▸ **Your tasks**
A: In the post about common sense and criminal law, what is every jury told to use when considering the evidence?
B: Shorten the paragraph that begins "One was the Right of Silence" from the post about common sense and criminal law, keeping its main facts.
C: Carry on the post about common sense and criminal law, starting after its final sentence.

▸ **Selected excerpt**
It's true U_R never seems to agree any law is bad, or that the process ever works unfairly, but I don't know if that's because he feels the need to defend the system or that's what he genuinely believes.
"That's how it is, take it or leave it"
isn't always conducive to discussion but, in the context of this discussion, it might be a good starting-point
in deciding if we should take it or change it and, if the latter, how.
The "common sense" factor isn't dismissed in the courts. Every jury is told to use common sense and experience of life when considering the evidence.
"Many others like me find it difficult to accept the rigidity and inflexibility of such a system which flies in the face of our everyday experiences."
I agree there are certain areas of criminal law and criminal trial procedure where the majority view of 'common sense' conflicts with the law.
One was the Right of Silence. A suspect was entitled to remain silent when questioned by the police. That changed a few years ago. He still is - but a jury is now entitled to draw an adverse inference from his exercising his right. The change isn't as effective as it could have been (or should have been in accordance with Parliament's decision) because solicitors know how to get round the new rule, and some do.
Another was a defendant's previous convictions. Juries weren't told about them except in very limited circumstances. That changed last December - the prosecution is now entitled to tell the jury about a defendant's character, except in certain circumstances.

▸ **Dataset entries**
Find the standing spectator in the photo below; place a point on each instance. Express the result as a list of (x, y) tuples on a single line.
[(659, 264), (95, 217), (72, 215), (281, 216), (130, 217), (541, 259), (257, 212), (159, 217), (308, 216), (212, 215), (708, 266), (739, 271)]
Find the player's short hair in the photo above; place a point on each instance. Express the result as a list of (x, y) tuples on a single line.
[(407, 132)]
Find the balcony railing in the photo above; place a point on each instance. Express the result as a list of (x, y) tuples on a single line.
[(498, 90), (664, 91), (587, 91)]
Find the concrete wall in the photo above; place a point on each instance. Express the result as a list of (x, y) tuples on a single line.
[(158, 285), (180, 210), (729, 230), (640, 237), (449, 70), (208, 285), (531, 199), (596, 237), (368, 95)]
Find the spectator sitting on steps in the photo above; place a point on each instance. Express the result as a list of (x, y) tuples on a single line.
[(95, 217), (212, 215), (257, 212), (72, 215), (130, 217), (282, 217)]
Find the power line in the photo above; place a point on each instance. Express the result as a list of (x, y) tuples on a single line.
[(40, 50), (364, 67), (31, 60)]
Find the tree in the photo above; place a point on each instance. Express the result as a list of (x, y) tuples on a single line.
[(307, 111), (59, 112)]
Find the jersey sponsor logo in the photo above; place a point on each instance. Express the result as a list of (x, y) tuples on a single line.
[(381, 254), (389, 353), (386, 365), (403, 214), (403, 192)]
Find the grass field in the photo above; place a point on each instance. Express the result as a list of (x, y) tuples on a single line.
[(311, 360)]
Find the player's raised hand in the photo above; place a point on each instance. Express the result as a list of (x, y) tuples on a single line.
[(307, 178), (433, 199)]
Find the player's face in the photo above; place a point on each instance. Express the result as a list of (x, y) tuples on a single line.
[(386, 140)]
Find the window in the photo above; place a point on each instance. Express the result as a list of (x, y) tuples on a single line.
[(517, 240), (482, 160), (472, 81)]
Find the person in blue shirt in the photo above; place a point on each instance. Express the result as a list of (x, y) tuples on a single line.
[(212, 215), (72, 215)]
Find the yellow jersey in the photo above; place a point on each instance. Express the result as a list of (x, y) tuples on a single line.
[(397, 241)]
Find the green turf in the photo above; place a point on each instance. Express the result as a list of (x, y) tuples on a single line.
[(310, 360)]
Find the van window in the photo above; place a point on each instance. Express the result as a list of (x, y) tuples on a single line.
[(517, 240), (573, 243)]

▸ **Outputs in order**
A: Every jury is told to use common sense and experience of life.

B: A suspect questioned by the police was entitled to remain silent, and still is. A few years ago the rule changed so that a jury may now draw an adverse inference from a suspect's silence. The change is less effective than Parliament intended because solicitors know how to get round the new rule, and some do.

C:
A third area is the 'Householder disturbing burglar'
situation where the law appears to be out of step with majority public opinion - the Tony Martin case was much discussed here. The Prime Minister recently "took advice" about whether the law needed to be changed in light of the public outcry over the Martin case and continuous calls for a change in the law. He decided the existing law is adequate, so no change. Whether or not it is adequate, it remains out of step with what I perceive to be widespread public feeling. That was a Government decision.
Sentencing: The public is horrified that people sent to prison are released long before they've served the sentence imposed by the judge - under changes introduced by the present government, sometimes after serving as little as one third. Don't blame the judges - the government decides how long prisoners actually serve.
If most people don't respect their system of justice because they believe it is not serving them well, perhaps we have to explore some alternatives?
If most people don't respect the system, I agree.
What do you suggest?
Is it really essential for every word to be taken at its most literal ..... etc
Tricky one, that. I agree, loopholes are often an attempt to subvert the underlying meaning. However, if the state is going to convict and punish citizens, should the state ensure the loop-holes are sealed?
I can offer some comfort - in fact, and contrary to popular / tabloid opinion, very few cases are thrown out on technicalities. Cases which are thrown out are almost invariably because of problems with evidence.
"I'd feel a lot better if we got rid of the necessity for a unanimous jury verdict."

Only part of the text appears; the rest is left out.